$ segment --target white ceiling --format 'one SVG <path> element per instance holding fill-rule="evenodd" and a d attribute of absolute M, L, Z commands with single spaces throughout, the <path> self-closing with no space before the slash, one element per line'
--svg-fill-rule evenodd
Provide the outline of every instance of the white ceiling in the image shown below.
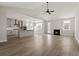
<path fill-rule="evenodd" d="M 0 5 L 13 8 L 22 14 L 43 20 L 74 17 L 77 2 L 49 2 L 49 9 L 54 10 L 51 15 L 46 14 L 45 2 L 0 2 Z"/>

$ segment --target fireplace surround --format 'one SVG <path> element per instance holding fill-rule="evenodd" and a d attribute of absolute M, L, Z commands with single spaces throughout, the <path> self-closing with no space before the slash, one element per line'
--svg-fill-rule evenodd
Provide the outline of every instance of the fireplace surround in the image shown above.
<path fill-rule="evenodd" d="M 60 35 L 60 29 L 54 29 L 54 35 Z"/>

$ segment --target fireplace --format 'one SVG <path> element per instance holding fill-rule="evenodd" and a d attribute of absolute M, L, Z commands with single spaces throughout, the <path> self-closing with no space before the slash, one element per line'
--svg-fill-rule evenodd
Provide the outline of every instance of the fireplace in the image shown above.
<path fill-rule="evenodd" d="M 60 35 L 60 29 L 54 29 L 54 35 Z"/>

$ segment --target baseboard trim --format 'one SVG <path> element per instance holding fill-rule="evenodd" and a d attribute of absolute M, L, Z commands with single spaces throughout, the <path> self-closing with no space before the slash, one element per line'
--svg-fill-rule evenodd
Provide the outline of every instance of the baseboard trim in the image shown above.
<path fill-rule="evenodd" d="M 7 42 L 7 40 L 1 40 L 0 43 L 1 43 L 1 42 Z"/>

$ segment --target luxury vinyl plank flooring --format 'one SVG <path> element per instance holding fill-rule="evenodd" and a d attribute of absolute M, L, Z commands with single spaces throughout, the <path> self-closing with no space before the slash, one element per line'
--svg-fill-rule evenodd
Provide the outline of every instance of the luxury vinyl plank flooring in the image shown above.
<path fill-rule="evenodd" d="M 0 56 L 79 56 L 79 44 L 70 36 L 34 34 L 0 43 Z"/>

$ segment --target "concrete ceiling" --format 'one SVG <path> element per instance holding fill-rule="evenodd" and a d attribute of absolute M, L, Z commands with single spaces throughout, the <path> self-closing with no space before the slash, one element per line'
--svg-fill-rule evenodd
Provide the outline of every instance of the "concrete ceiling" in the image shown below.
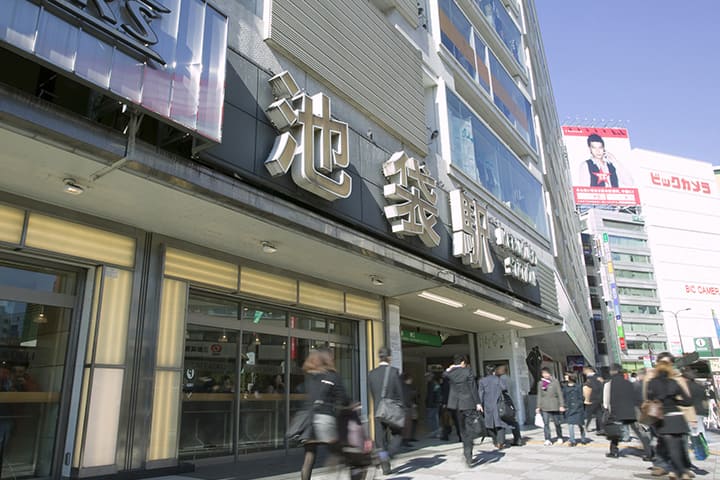
<path fill-rule="evenodd" d="M 320 281 L 393 297 L 403 317 L 467 331 L 506 330 L 507 325 L 472 312 L 477 308 L 532 326 L 545 323 L 503 310 L 480 297 L 443 287 L 443 282 L 396 267 L 322 238 L 290 230 L 250 214 L 161 184 L 153 178 L 122 169 L 96 182 L 88 179 L 106 164 L 14 131 L 0 128 L 0 190 L 56 205 L 168 237 L 216 249 Z M 63 179 L 72 177 L 86 187 L 82 195 L 63 191 Z M 277 247 L 263 253 L 262 241 Z M 371 275 L 383 280 L 373 285 Z M 432 290 L 463 303 L 452 308 L 419 298 Z"/>

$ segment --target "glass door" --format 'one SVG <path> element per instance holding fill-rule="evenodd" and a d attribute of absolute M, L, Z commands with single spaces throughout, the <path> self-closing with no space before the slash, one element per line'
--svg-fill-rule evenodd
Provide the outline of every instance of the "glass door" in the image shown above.
<path fill-rule="evenodd" d="M 187 326 L 180 458 L 233 454 L 237 339 L 232 330 Z"/>
<path fill-rule="evenodd" d="M 0 263 L 0 478 L 58 467 L 77 288 L 73 272 Z"/>

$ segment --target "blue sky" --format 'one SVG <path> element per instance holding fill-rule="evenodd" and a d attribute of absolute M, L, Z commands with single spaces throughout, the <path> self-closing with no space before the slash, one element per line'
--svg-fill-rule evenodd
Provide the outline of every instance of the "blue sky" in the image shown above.
<path fill-rule="evenodd" d="M 633 147 L 720 165 L 720 1 L 535 5 L 560 123 L 623 126 Z"/>

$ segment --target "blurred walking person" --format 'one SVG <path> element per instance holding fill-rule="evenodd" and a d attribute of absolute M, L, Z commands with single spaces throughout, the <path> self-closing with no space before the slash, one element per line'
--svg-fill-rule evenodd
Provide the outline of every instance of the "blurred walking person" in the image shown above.
<path fill-rule="evenodd" d="M 623 424 L 622 431 L 628 427 L 632 428 L 635 435 L 643 443 L 643 460 L 652 460 L 652 446 L 647 437 L 640 432 L 640 426 L 637 423 L 637 409 L 640 407 L 638 397 L 633 384 L 625 378 L 622 367 L 613 364 L 610 367 L 610 380 L 605 384 L 603 392 L 603 405 L 610 413 L 609 418 L 618 423 Z M 608 435 L 610 435 L 608 433 Z M 610 437 L 610 451 L 605 455 L 609 458 L 619 458 L 620 450 L 618 444 L 620 437 Z"/>
<path fill-rule="evenodd" d="M 543 367 L 540 370 L 541 379 L 538 382 L 537 408 L 535 413 L 542 415 L 543 433 L 545 435 L 546 447 L 553 445 L 552 436 L 550 434 L 550 422 L 555 424 L 555 433 L 557 439 L 555 445 L 563 444 L 562 426 L 560 425 L 560 417 L 565 412 L 565 399 L 563 398 L 560 382 L 553 378 L 550 369 Z"/>
<path fill-rule="evenodd" d="M 590 422 L 595 419 L 595 432 L 603 434 L 602 422 L 602 397 L 603 383 L 593 367 L 583 368 L 585 383 L 583 384 L 583 397 L 585 403 L 585 429 L 590 430 Z"/>
<path fill-rule="evenodd" d="M 488 366 L 486 375 L 480 379 L 478 395 L 485 413 L 485 427 L 492 435 L 493 445 L 498 450 L 505 448 L 505 428 L 508 425 L 500 418 L 498 402 L 503 401 L 502 395 L 507 391 L 505 381 L 498 375 L 494 365 Z"/>
<path fill-rule="evenodd" d="M 403 401 L 403 385 L 400 380 L 400 371 L 390 365 L 390 361 L 392 360 L 390 349 L 381 347 L 378 350 L 378 357 L 380 358 L 380 363 L 378 363 L 376 368 L 368 372 L 368 385 L 372 393 L 376 412 L 377 406 L 383 398 L 383 384 L 386 383 L 386 378 L 385 398 L 397 400 L 401 403 Z M 374 425 L 375 446 L 378 449 L 380 467 L 384 475 L 389 475 L 392 471 L 390 459 L 398 452 L 402 445 L 402 429 L 390 426 L 377 417 L 374 418 Z"/>
<path fill-rule="evenodd" d="M 431 438 L 441 436 L 440 407 L 442 406 L 442 385 L 434 373 L 429 375 L 425 394 L 425 428 Z"/>
<path fill-rule="evenodd" d="M 474 438 L 465 431 L 465 419 L 470 412 L 482 411 L 475 375 L 468 366 L 467 357 L 455 355 L 453 364 L 445 370 L 444 376 L 450 385 L 447 408 L 455 412 L 455 425 L 462 439 L 465 465 L 471 467 Z"/>
<path fill-rule="evenodd" d="M 568 446 L 577 445 L 575 441 L 575 427 L 580 429 L 580 443 L 587 443 L 585 436 L 585 399 L 582 386 L 577 383 L 577 374 L 568 372 L 565 374 L 565 385 L 562 387 L 563 399 L 565 400 L 565 421 L 568 424 Z"/>
<path fill-rule="evenodd" d="M 673 360 L 670 354 L 658 355 L 655 377 L 647 385 L 647 399 L 662 402 L 664 416 L 655 428 L 668 455 L 670 479 L 689 480 L 695 476 L 686 460 L 687 445 L 684 436 L 689 429 L 679 407 L 690 406 L 692 401 L 685 389 L 674 379 Z"/>
<path fill-rule="evenodd" d="M 303 443 L 305 460 L 300 478 L 310 480 L 319 446 L 328 448 L 332 461 L 339 460 L 337 457 L 341 452 L 335 407 L 347 406 L 349 400 L 330 350 L 311 350 L 302 368 L 305 372 L 307 408 L 312 412 L 312 432 Z"/>

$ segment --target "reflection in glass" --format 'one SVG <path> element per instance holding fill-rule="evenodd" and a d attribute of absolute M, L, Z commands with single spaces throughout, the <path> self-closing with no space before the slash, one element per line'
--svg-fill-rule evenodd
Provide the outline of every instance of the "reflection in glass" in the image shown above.
<path fill-rule="evenodd" d="M 187 326 L 180 458 L 232 453 L 236 370 L 235 332 Z"/>
<path fill-rule="evenodd" d="M 252 322 L 253 325 L 273 325 L 275 327 L 286 327 L 284 311 L 275 310 L 266 306 L 247 305 L 242 309 L 242 320 Z"/>
<path fill-rule="evenodd" d="M 188 300 L 188 313 L 190 314 L 190 321 L 192 321 L 193 318 L 200 317 L 236 319 L 238 318 L 238 304 L 237 302 L 191 295 Z"/>

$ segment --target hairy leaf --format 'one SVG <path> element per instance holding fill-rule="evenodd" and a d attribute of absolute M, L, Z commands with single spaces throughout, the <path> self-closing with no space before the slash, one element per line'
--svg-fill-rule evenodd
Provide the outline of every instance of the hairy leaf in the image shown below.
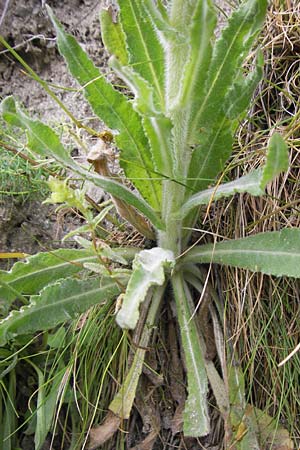
<path fill-rule="evenodd" d="M 247 106 L 247 102 L 242 99 L 236 104 L 236 98 L 232 98 L 229 92 L 236 80 L 241 78 L 241 64 L 261 29 L 266 7 L 266 0 L 247 0 L 242 3 L 232 14 L 228 26 L 214 46 L 203 97 L 191 127 L 193 137 L 190 143 L 198 144 L 193 151 L 189 171 L 188 184 L 192 191 L 205 189 L 223 169 L 231 154 L 233 124 L 226 111 L 230 111 L 230 100 L 234 104 L 232 114 L 229 114 L 231 117 L 235 115 L 234 109 L 237 109 L 235 113 L 241 113 L 241 106 Z M 247 80 L 244 83 L 247 85 Z M 247 86 L 250 91 L 254 83 L 248 83 Z M 248 92 L 246 97 L 249 98 L 250 94 Z"/>
<path fill-rule="evenodd" d="M 154 89 L 147 80 L 133 70 L 132 66 L 120 64 L 115 56 L 110 58 L 109 63 L 134 94 L 133 107 L 138 113 L 145 116 L 156 116 L 161 113 L 160 105 L 155 103 Z"/>
<path fill-rule="evenodd" d="M 72 320 L 119 293 L 120 288 L 110 279 L 67 279 L 48 285 L 39 295 L 32 296 L 28 305 L 1 320 L 0 345 L 20 334 L 45 331 Z"/>
<path fill-rule="evenodd" d="M 129 280 L 122 307 L 117 314 L 117 323 L 122 328 L 134 329 L 139 318 L 139 306 L 151 286 L 165 282 L 165 267 L 175 263 L 170 250 L 155 247 L 142 250 L 133 261 L 133 273 Z"/>
<path fill-rule="evenodd" d="M 125 202 L 131 204 L 136 209 L 145 214 L 146 217 L 157 228 L 162 228 L 163 225 L 158 219 L 157 214 L 143 199 L 139 198 L 130 189 L 122 184 L 90 172 L 84 167 L 77 164 L 66 152 L 55 132 L 38 120 L 31 119 L 25 112 L 21 110 L 19 105 L 12 97 L 7 97 L 1 103 L 3 118 L 10 124 L 22 127 L 27 131 L 28 147 L 34 152 L 43 157 L 48 156 L 54 158 L 63 167 L 81 175 L 86 180 L 91 181 L 96 186 L 106 190 L 114 197 L 120 198 Z"/>
<path fill-rule="evenodd" d="M 300 278 L 300 230 L 284 229 L 259 233 L 243 239 L 196 246 L 182 261 L 212 262 L 267 275 Z"/>
<path fill-rule="evenodd" d="M 247 111 L 253 92 L 262 78 L 263 65 L 263 55 L 259 51 L 255 69 L 246 77 L 240 75 L 238 80 L 229 88 L 223 106 L 224 112 L 229 119 L 235 119 Z"/>
<path fill-rule="evenodd" d="M 119 0 L 129 63 L 154 90 L 154 101 L 164 104 L 164 54 L 146 13 L 143 0 Z"/>
<path fill-rule="evenodd" d="M 16 298 L 14 291 L 37 294 L 47 284 L 82 271 L 84 263 L 97 261 L 95 252 L 78 249 L 59 249 L 29 256 L 26 262 L 15 263 L 10 271 L 0 271 L 0 297 L 11 302 Z"/>
<path fill-rule="evenodd" d="M 107 8 L 100 10 L 101 37 L 103 44 L 111 55 L 115 55 L 121 64 L 127 65 L 128 54 L 126 50 L 125 34 L 118 18 L 113 21 Z"/>
<path fill-rule="evenodd" d="M 172 122 L 164 116 L 143 117 L 143 127 L 151 145 L 154 167 L 162 177 L 173 176 Z"/>
<path fill-rule="evenodd" d="M 266 165 L 260 181 L 260 188 L 264 189 L 266 184 L 274 177 L 288 169 L 289 157 L 287 145 L 279 133 L 274 133 L 270 139 Z"/>
<path fill-rule="evenodd" d="M 49 7 L 48 12 L 57 33 L 59 51 L 66 59 L 71 74 L 83 87 L 97 116 L 112 130 L 119 131 L 115 141 L 121 150 L 120 164 L 127 177 L 143 197 L 158 208 L 161 187 L 157 180 L 152 180 L 153 164 L 140 117 L 128 98 L 105 80 L 76 39 L 65 33 Z"/>
<path fill-rule="evenodd" d="M 191 318 L 192 298 L 180 274 L 172 278 L 172 285 L 188 379 L 183 431 L 186 436 L 205 436 L 210 430 L 207 408 L 208 382 L 197 327 Z"/>
<path fill-rule="evenodd" d="M 212 53 L 212 37 L 216 26 L 216 14 L 210 0 L 196 1 L 191 19 L 184 26 L 189 27 L 189 54 L 183 67 L 181 92 L 178 93 L 178 107 L 189 103 L 193 113 L 199 108 Z M 192 117 L 190 118 L 190 120 Z"/>
<path fill-rule="evenodd" d="M 264 195 L 266 185 L 280 172 L 287 170 L 288 165 L 287 145 L 280 134 L 275 133 L 270 139 L 266 164 L 262 169 L 253 170 L 249 174 L 229 183 L 200 191 L 188 199 L 178 217 L 184 218 L 196 206 L 207 205 L 211 201 L 229 197 L 236 193 L 248 192 L 248 194 L 255 196 Z"/>

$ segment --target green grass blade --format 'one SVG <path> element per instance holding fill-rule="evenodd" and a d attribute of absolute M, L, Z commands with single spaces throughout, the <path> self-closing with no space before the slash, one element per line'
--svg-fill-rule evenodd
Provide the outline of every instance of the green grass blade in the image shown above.
<path fill-rule="evenodd" d="M 212 262 L 267 275 L 300 278 L 300 230 L 284 229 L 197 246 L 187 253 L 183 262 Z"/>
<path fill-rule="evenodd" d="M 65 33 L 51 9 L 47 9 L 57 33 L 59 51 L 66 59 L 71 74 L 83 87 L 95 114 L 109 128 L 119 131 L 115 141 L 121 150 L 120 164 L 127 177 L 142 196 L 158 208 L 161 186 L 157 180 L 152 180 L 154 169 L 151 153 L 140 117 L 127 97 L 105 80 L 76 39 Z"/>
<path fill-rule="evenodd" d="M 148 219 L 157 228 L 163 227 L 157 214 L 153 211 L 149 204 L 135 195 L 130 189 L 112 179 L 90 172 L 77 164 L 66 152 L 56 133 L 42 122 L 31 119 L 24 111 L 21 110 L 13 97 L 7 97 L 3 100 L 1 103 L 1 109 L 4 120 L 11 125 L 21 127 L 27 131 L 27 145 L 34 153 L 43 157 L 48 156 L 50 158 L 54 158 L 63 167 L 81 175 L 83 178 L 91 181 L 96 186 L 101 187 L 114 197 L 120 198 L 126 203 L 134 206 L 146 217 L 148 217 Z"/>
<path fill-rule="evenodd" d="M 72 320 L 101 301 L 120 293 L 110 279 L 60 280 L 46 286 L 19 311 L 12 311 L 0 322 L 0 345 L 20 334 L 48 330 Z"/>
<path fill-rule="evenodd" d="M 0 408 L 3 408 L 3 413 L 0 419 L 0 442 L 1 450 L 13 450 L 17 445 L 17 437 L 15 435 L 15 430 L 17 428 L 17 412 L 15 409 L 16 404 L 16 394 L 17 394 L 17 381 L 16 381 L 16 371 L 12 370 L 8 375 L 8 389 L 0 386 L 0 389 L 5 391 L 3 395 L 3 403 Z"/>
<path fill-rule="evenodd" d="M 183 432 L 186 436 L 205 436 L 210 431 L 207 405 L 208 382 L 197 327 L 195 321 L 191 319 L 191 294 L 179 273 L 172 277 L 172 286 L 188 380 Z"/>

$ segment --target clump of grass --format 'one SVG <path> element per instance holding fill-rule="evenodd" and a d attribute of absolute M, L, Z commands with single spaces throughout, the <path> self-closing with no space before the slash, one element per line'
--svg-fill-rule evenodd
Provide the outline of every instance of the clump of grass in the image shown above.
<path fill-rule="evenodd" d="M 295 0 L 274 0 L 269 8 L 261 39 L 264 79 L 237 133 L 230 164 L 234 177 L 258 166 L 263 154 L 257 149 L 266 147 L 276 129 L 288 138 L 290 169 L 263 198 L 238 195 L 211 207 L 204 225 L 210 233 L 238 238 L 300 226 L 299 14 Z M 300 353 L 278 367 L 300 341 L 299 283 L 231 268 L 215 271 L 214 279 L 226 304 L 228 342 L 244 369 L 249 403 L 274 417 L 299 445 Z"/>
<path fill-rule="evenodd" d="M 45 170 L 21 147 L 22 137 L 0 122 L 0 201 L 42 200 L 48 193 Z"/>

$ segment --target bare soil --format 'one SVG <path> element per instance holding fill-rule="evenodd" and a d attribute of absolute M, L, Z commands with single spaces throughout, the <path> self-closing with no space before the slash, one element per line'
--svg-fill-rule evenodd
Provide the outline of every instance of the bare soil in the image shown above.
<path fill-rule="evenodd" d="M 37 74 L 53 86 L 55 93 L 77 119 L 91 117 L 83 96 L 64 88 L 78 87 L 58 54 L 52 24 L 43 0 L 2 2 L 1 35 L 15 48 Z M 6 10 L 3 7 L 7 6 Z M 49 0 L 49 6 L 65 28 L 76 36 L 98 66 L 106 64 L 98 20 L 98 0 Z M 0 97 L 14 95 L 43 121 L 60 124 L 66 116 L 43 88 L 28 75 L 9 52 L 0 46 Z M 95 124 L 93 124 L 95 126 Z M 98 125 L 99 127 L 99 125 Z M 0 251 L 26 252 L 55 248 L 62 236 L 78 225 L 72 214 L 57 219 L 55 208 L 31 199 L 25 202 L 13 196 L 0 199 Z M 8 263 L 1 262 L 2 267 Z"/>

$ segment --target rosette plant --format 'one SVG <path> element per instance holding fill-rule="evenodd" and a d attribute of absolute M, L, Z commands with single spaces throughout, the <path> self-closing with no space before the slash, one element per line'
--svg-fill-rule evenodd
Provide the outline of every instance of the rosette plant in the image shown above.
<path fill-rule="evenodd" d="M 235 131 L 262 77 L 259 49 L 251 70 L 246 71 L 243 63 L 256 42 L 266 9 L 267 0 L 241 2 L 216 37 L 217 12 L 211 0 L 169 0 L 166 4 L 161 0 L 119 0 L 117 8 L 103 5 L 101 33 L 111 54 L 109 65 L 128 88 L 120 91 L 48 8 L 59 52 L 94 113 L 111 130 L 123 178 L 132 188 L 109 172 L 103 153 L 107 142 L 89 154 L 91 167 L 79 164 L 50 127 L 31 118 L 12 97 L 2 102 L 3 118 L 26 131 L 31 152 L 56 160 L 104 189 L 119 213 L 152 242 L 152 248 L 146 250 L 108 251 L 91 244 L 83 250 L 41 253 L 16 263 L 0 276 L 2 298 L 11 302 L 21 296 L 26 301 L 1 322 L 2 345 L 19 334 L 46 330 L 72 319 L 100 301 L 118 298 L 116 326 L 124 330 L 138 327 L 140 331 L 131 366 L 110 405 L 116 427 L 118 420 L 130 416 L 165 297 L 176 305 L 186 369 L 183 432 L 193 437 L 210 432 L 210 385 L 231 439 L 233 431 L 228 424 L 241 421 L 244 414 L 243 387 L 238 376 L 234 381 L 224 362 L 221 376 L 213 361 L 205 357 L 205 339 L 195 320 L 193 298 L 195 291 L 203 294 L 206 288 L 201 265 L 225 264 L 300 277 L 297 229 L 190 246 L 191 229 L 201 221 L 200 206 L 236 193 L 264 195 L 266 185 L 288 169 L 287 145 L 271 130 L 269 145 L 262 149 L 265 163 L 241 178 L 222 182 Z M 107 138 L 99 135 L 100 140 L 101 136 Z M 104 257 L 120 264 L 132 261 L 132 269 L 108 271 L 104 267 L 89 277 L 91 264 L 101 266 Z M 86 275 L 80 279 L 78 273 L 83 268 Z M 214 302 L 218 302 L 216 296 L 211 299 L 212 311 Z M 220 318 L 212 314 L 217 327 Z M 219 349 L 220 358 L 221 353 Z M 226 377 L 232 382 L 228 384 Z M 236 395 L 240 393 L 234 413 L 230 412 L 234 401 L 228 385 L 235 386 Z M 250 415 L 247 418 L 249 432 L 236 439 L 243 448 L 259 448 L 252 419 Z M 94 439 L 91 447 L 99 444 Z"/>

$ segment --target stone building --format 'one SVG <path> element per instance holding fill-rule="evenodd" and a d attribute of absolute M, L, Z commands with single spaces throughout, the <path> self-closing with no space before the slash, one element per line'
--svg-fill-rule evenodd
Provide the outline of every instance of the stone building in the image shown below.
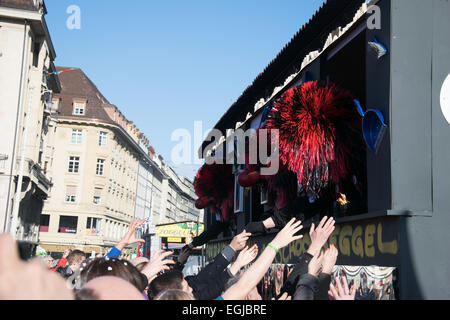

----

> _ASSIGNMENT_
Identify the lines above with the word "stone". Copy them.

> _WORKED SOLUTION_
$ segment --target stone building --format 'one SVG <path> element per instance holding fill-rule="evenodd" and a d attribute of absolute M, L, Z commands with single spaces throughout, the <path> self-closing with no space before the slash, one element per line'
Provide the outline of every instance of the stone building in the image shown below.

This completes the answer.